Problem> Word for word, copy the line containing "One point marks each instance of the boy's black" and each line after it in the records below, ending with the last line.

Top of Entries supplied

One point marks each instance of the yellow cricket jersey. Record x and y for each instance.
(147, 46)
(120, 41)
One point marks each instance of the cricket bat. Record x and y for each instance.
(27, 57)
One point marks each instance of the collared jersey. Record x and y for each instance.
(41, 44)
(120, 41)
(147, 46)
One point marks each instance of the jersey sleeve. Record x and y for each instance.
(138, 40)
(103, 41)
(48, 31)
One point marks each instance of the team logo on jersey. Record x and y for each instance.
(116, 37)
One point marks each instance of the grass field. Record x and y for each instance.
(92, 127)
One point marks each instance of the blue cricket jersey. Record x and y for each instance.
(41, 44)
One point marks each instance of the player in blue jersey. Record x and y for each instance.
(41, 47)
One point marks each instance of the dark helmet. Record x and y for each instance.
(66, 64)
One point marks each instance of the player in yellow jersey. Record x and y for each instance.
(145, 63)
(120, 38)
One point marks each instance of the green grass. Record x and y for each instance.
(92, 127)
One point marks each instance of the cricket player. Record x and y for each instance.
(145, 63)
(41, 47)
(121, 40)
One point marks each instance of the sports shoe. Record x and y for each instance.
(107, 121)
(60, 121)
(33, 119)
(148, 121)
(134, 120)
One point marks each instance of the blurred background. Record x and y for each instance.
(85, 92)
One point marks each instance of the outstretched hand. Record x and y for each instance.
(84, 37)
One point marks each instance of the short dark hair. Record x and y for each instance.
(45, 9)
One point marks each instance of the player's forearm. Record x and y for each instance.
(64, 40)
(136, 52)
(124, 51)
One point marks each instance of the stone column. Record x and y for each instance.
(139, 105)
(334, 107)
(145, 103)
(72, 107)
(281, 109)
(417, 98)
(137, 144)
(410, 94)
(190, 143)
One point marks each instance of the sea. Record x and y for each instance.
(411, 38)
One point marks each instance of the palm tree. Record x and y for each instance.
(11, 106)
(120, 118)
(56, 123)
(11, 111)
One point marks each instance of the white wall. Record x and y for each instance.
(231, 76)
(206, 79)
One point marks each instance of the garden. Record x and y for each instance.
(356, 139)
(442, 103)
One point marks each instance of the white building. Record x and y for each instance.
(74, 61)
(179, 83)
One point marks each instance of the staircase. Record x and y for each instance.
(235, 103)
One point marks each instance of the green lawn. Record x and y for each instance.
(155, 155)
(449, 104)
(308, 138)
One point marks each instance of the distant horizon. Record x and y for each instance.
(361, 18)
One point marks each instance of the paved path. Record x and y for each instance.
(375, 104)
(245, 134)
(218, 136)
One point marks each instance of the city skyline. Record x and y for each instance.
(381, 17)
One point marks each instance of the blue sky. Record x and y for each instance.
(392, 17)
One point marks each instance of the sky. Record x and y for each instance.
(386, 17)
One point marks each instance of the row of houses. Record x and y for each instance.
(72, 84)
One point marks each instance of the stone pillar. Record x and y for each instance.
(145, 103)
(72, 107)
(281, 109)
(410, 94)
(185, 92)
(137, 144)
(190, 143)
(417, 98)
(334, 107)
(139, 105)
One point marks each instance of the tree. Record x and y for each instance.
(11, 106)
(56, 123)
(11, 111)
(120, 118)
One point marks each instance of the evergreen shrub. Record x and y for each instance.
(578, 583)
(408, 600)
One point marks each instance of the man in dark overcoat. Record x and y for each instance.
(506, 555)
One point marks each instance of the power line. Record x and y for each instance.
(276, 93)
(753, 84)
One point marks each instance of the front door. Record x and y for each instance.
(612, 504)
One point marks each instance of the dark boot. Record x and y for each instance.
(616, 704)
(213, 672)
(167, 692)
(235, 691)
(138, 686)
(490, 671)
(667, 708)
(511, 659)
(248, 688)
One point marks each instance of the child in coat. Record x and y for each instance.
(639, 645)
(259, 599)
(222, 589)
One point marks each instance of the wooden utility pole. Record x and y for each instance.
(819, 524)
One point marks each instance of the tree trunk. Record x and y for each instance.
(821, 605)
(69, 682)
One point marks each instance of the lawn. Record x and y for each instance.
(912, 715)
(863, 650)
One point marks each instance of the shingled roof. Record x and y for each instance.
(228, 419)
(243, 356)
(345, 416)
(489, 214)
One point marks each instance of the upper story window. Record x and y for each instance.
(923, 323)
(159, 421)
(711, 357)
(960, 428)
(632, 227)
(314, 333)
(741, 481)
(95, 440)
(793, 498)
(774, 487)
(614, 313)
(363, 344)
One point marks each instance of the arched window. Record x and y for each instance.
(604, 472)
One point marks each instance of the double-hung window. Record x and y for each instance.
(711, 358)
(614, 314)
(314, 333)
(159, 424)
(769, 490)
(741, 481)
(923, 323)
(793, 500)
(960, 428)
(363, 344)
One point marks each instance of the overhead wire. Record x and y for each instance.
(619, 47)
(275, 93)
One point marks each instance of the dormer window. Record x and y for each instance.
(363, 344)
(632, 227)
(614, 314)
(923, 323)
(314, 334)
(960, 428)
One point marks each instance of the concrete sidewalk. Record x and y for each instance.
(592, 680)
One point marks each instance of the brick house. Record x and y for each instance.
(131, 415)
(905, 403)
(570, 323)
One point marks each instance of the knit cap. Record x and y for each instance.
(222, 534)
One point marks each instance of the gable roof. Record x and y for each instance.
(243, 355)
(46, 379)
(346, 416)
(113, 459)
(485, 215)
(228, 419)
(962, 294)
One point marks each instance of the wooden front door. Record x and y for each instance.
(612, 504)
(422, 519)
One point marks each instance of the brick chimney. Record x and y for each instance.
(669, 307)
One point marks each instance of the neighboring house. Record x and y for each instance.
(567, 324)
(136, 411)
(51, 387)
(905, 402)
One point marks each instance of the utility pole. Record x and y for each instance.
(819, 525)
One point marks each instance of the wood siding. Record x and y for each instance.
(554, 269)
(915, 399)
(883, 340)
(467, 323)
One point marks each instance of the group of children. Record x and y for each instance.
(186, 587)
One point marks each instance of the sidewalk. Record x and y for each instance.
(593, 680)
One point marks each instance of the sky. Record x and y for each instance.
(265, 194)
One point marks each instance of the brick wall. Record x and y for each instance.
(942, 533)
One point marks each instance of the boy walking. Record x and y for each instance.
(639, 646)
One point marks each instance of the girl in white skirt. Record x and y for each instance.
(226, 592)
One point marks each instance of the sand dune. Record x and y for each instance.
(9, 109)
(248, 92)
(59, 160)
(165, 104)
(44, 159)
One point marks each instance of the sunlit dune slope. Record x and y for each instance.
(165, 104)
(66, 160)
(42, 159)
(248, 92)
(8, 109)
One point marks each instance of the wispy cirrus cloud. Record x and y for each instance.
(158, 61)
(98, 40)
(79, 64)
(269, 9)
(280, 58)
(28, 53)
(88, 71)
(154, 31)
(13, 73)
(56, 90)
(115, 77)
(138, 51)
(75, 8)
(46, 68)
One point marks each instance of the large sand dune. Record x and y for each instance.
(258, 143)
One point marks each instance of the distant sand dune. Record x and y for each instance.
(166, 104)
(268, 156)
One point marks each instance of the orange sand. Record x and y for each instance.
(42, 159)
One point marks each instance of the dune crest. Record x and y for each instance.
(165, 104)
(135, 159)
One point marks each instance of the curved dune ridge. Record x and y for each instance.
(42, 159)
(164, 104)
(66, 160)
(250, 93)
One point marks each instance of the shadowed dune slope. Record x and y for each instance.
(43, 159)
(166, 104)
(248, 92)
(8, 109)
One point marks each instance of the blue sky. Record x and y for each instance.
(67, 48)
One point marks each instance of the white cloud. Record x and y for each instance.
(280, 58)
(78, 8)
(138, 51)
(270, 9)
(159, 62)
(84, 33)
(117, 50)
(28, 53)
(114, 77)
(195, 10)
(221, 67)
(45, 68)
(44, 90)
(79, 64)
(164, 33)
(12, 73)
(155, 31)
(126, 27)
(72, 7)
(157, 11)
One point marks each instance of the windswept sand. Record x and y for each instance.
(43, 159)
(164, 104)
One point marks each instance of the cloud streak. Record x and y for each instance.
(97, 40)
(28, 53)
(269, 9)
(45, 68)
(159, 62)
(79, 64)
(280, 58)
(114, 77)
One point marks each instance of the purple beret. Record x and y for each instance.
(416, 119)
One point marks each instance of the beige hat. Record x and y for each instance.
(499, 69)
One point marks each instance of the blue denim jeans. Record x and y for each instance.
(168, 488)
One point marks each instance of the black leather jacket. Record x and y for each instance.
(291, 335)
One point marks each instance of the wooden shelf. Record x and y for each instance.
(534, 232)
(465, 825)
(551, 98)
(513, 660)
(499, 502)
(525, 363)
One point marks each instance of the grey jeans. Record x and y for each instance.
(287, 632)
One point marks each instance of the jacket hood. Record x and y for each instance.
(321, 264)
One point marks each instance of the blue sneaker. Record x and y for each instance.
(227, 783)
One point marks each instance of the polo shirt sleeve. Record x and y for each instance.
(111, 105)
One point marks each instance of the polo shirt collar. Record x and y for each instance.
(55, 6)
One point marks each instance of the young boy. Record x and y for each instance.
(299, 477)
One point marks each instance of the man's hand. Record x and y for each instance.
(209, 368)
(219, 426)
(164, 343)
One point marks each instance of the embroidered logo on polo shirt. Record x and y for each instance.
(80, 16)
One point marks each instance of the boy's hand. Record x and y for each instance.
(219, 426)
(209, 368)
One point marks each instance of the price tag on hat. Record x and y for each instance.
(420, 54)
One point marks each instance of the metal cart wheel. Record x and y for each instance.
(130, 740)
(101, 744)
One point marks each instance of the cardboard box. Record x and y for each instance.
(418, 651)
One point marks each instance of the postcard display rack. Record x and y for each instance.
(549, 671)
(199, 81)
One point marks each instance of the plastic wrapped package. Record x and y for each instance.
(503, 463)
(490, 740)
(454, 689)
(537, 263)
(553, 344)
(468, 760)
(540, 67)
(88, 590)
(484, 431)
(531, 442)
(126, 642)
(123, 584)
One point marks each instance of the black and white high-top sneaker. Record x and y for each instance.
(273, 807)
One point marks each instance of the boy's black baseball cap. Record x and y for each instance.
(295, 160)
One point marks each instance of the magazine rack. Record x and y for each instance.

Bottom of Entries supplied

Task answer>
One point marks each instance of the boy's black baseball cap. Record x and y for each instance.
(295, 160)
One point marks each instance of the magazine rack. Record x and y for each instance.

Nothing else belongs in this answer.